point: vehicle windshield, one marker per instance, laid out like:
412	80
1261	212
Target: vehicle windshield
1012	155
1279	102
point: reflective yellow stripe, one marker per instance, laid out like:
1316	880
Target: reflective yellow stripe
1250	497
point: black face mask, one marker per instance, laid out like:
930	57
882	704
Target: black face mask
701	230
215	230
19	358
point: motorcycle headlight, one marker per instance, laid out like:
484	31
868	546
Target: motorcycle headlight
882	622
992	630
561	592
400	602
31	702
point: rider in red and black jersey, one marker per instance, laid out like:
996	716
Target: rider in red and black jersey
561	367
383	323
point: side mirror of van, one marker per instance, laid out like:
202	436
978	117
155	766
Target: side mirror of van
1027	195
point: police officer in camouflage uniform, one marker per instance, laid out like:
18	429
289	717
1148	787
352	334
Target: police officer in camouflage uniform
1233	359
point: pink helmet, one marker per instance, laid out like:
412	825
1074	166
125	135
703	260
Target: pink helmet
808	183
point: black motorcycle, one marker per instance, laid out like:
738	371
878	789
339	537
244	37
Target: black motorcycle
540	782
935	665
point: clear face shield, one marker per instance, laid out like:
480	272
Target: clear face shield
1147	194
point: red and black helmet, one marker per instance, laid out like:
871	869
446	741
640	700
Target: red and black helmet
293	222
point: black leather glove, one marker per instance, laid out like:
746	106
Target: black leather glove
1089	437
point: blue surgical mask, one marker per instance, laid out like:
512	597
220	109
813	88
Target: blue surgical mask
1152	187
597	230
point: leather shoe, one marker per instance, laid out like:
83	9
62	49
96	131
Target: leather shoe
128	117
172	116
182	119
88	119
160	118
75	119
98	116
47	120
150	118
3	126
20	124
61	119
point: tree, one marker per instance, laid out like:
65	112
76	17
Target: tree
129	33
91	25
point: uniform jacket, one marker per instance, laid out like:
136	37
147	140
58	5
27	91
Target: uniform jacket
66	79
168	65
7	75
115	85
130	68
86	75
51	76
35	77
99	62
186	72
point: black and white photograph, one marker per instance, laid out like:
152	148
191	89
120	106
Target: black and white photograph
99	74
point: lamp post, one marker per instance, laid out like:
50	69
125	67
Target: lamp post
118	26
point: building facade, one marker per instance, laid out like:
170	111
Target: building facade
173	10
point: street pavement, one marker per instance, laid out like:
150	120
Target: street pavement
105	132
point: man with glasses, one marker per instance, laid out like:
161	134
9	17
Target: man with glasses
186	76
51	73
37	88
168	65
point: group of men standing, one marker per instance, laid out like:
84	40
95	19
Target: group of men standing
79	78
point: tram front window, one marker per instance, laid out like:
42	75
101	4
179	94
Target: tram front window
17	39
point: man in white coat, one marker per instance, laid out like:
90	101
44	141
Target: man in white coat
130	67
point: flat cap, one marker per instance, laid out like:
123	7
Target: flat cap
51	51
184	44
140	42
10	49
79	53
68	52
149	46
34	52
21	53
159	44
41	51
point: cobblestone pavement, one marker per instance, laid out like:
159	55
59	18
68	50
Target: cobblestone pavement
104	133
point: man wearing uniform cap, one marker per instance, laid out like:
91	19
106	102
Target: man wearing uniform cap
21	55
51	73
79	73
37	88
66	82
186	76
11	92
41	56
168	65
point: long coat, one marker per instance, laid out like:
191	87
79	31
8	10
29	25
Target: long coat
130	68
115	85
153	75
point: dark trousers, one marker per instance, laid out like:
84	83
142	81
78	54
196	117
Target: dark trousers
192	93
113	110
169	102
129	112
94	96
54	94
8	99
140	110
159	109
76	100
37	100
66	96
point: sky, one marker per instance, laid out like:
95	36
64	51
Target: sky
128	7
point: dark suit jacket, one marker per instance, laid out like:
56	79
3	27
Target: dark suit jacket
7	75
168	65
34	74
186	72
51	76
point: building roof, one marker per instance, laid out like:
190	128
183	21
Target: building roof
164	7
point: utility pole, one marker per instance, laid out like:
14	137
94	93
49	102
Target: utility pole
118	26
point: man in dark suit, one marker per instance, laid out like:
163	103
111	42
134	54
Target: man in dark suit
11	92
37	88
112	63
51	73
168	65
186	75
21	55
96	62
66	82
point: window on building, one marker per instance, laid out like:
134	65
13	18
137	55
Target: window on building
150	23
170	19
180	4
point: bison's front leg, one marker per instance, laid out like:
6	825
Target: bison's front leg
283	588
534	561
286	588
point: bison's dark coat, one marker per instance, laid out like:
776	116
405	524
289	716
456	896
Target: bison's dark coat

--------------------

Please set out every line of the listing above as a numbered list, leaving out any blank lines.

1. point: vehicle windshield, one marker per instance, laid out like:
2. 412	80
3. 1261	212
4. Target: vehicle windshield
5. 1012	155
6. 1279	102
7. point: reflective yellow stripe, one marker per instance, laid out like:
8. 1316	880
9. Target: reflective yellow stripe
10. 1250	497
11. point: black face mask, one marker per instance, laid out like:
12. 930	57
13. 882	704
14. Target: black face mask
15. 701	230
16. 215	230
17. 19	358
18. point: motorcycle headlight, one marker per instance, laid out like:
19. 484	31
20. 868	546
21. Target: motorcycle headlight
22. 882	622
23. 992	630
24. 561	592
25. 400	602
26. 31	702
27. point: rider in red and black jersey, one marker per instance, laid out like:
28. 996	716
29. Target: rider in red and black jersey
30. 561	367
31. 383	323
32. point: side mirror of van, one marker per instance, laid out like:
33. 202	436
34. 978	117
35. 155	766
36. Target: side mirror of van
37. 1027	195
38. point: police officer in camouflage uniform, one marker per instance, laid out like:
39. 18	429
40. 289	717
41. 1148	787
42. 352	334
43. Target: police officer in camouflage uniform
44. 1233	359
45. point: pink helmet, one marker per instance, laid out like:
46. 412	825
47. 1074	166
48. 125	135
49. 703	260
50. Target: pink helmet
51. 808	183
52. point: black motorcycle, one marker per instance, laid out like:
53. 738	371
54. 878	789
55. 339	537
56. 244	37
57. Target: black motorcycle
58. 540	782
59. 935	665
60. point: clear face shield, one marker per instance, laid out like:
61. 480	272
62. Target: clear face shield
63. 1147	194
64. point: red and black helmet, one marker per instance, laid out like:
65. 871	869
66. 446	741
67. 640	700
68. Target: red and black helmet
69. 293	222
70. point: black leather glove, one marker per instance, laid out like:
71. 746	106
72. Target: black leather glove
73. 1089	437
74. point: blue surgical mask, one marker per instance, laid out like:
75. 512	597
76. 220	109
77. 813	88
78. Target: blue surgical mask
79. 1152	187
80. 597	230
81. point: leather shoe, one marker per instance, laid out like:
82. 83	9
83. 62	49
84. 96	131
85. Target: leather shoe
86. 128	117
87. 172	116
88. 182	119
89. 88	119
90. 160	118
91. 75	119
92. 98	116
93. 47	120
94. 150	118
95. 3	126
96. 20	124
97. 61	119
98. point: tree, one marker per instance, laid out like:
99. 65	112
100. 76	17
101. Target: tree
102. 129	33
103. 91	25
104. point: uniform jacket, one marker per instance, laid out like:
105. 136	37
106. 147	140
107. 58	5
108. 27	91
109. Target: uniform jacket
110. 66	79
111. 168	65
112. 7	75
113. 115	85
114. 130	68
115. 86	75
116. 51	76
117. 35	77
118. 99	62
119. 186	72
120. point: black and white photograph, one marker per instance, laid out like:
121. 152	148
122. 191	89
123. 120	106
124. Target: black and white photograph
125. 99	74
126. point: lamp post, one marker per instance, laid out like:
127. 50	69
128. 125	67
129. Target: lamp post
130. 118	26
131. point: building facade, one marker per instance, laid out like:
132. 170	111
133. Target: building facade
134. 173	10
135. point: street pavement, one marker per instance, laid out like:
136. 150	120
137. Target: street pavement
138. 105	132
139. point: man with glasses, one marker per instance, laid out like:
140. 161	134
141. 9	17
142. Target: man with glasses
143. 186	76
144. 51	73
145. 37	88
146. 168	65
147. point: group of men standing, one marker per instance, laid out like:
148. 84	40
149. 95	19
150. Target: group of men standing
151. 79	78
152. point: tram front window, one marker per instance, laid out like:
153. 42	75
154. 101	4
155. 179	94
156. Target: tram front window
157. 17	39
158. point: man in white coat, one marker per instance, laid out like:
159. 90	101
160. 44	141
161. Target: man in white coat
162. 130	67
163. point: flat cap, one marker per instance, laid out like:
164. 123	7
165. Target: flat cap
166. 51	51
167. 184	44
168. 140	42
169. 10	49
170. 79	53
171. 68	52
172. 149	46
173. 34	52
174. 21	53
175. 159	44
176. 41	51
177. point: cobblestone pavement, one marker per instance, laid out like:
178. 159	55
179. 59	18
180. 68	50
181. Target: cobblestone pavement
182. 104	133
183. point: man wearing uniform cap, one marker per instance, laid out like:
184. 91	19
185. 106	102
186. Target: man wearing uniform cap
187. 21	55
188. 51	73
189. 79	73
190. 37	88
191. 66	82
192. 186	76
193. 11	92
194. 41	56
195. 168	65
196. point: long coat, one marker per instance, laid out like:
197. 191	87
198. 79	31
199. 8	10
200. 29	25
201. Target: long coat
202. 130	68
203. 115	85
204. 153	75
205. point: dark trousers, one marker per instance, laid out like:
206. 84	83
207. 142	81
208. 78	54
209. 196	117
210. Target: dark trousers
211. 192	93
212. 113	110
213. 169	102
214. 129	112
215. 94	96
216. 54	94
217. 8	99
218. 140	110
219. 159	109
220. 76	100
221. 37	100
222. 66	96
223. point: sky, one marker per instance, laid out like:
224. 95	36
225. 64	51
226. Target: sky
227. 128	7
228. point: dark suit jacket, one marker per instance, laid out like:
229. 56	79
230. 3	27
231. Target: dark suit jacket
232. 7	75
233. 168	65
234. 34	74
235. 186	72
236. 51	76
237. point: building roof, one marker per instance, laid out like:
238. 190	128
239. 183	21
240. Target: building roof
241. 164	7
242. point: utility pole, one marker per instance, laid out like:
243. 14	137
244. 94	93
245. 49	102
246. Target: utility pole
247. 118	26
248. point: man in dark suit, one marker per instance, laid out like:
249. 163	103
250. 111	42
251. 134	54
252. Target: man in dark suit
253. 11	92
254. 37	88
255. 112	63
256. 51	73
257. 168	65
258. 186	75
259. 21	55
260. 96	62
261. 66	82
262. point: window on building, one marker per instance, laid out like:
263. 134	65
264. 13	18
265. 137	55
266. Target: window on building
267. 150	23
268. 170	19
269. 180	4
270. point: bison's front leg, one marker per instance, laid out like:
271. 6	825
272. Target: bison's front leg
273. 283	588
274. 534	561
275. 286	588
276. point: bison's dark coat, one marker per instance, laid out like:
277. 776	116
278. 405	524
279. 289	716
280. 456	896
281. Target: bison's dark coat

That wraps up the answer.